Make an exact copy of the records, with the pictures left out.

──────── Source data ────────

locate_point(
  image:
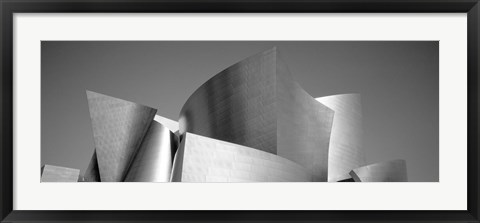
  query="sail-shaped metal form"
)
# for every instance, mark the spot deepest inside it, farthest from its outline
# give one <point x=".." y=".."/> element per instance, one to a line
<point x="256" y="103"/>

────────

■ Problem solution ■
locate_point(
  image:
  query="sail-shaped metal form"
)
# for every instance, mark the spot deepest inside it, farthest from its outline
# give one <point x=".." y=".."/> element per instance, one to a line
<point x="256" y="103"/>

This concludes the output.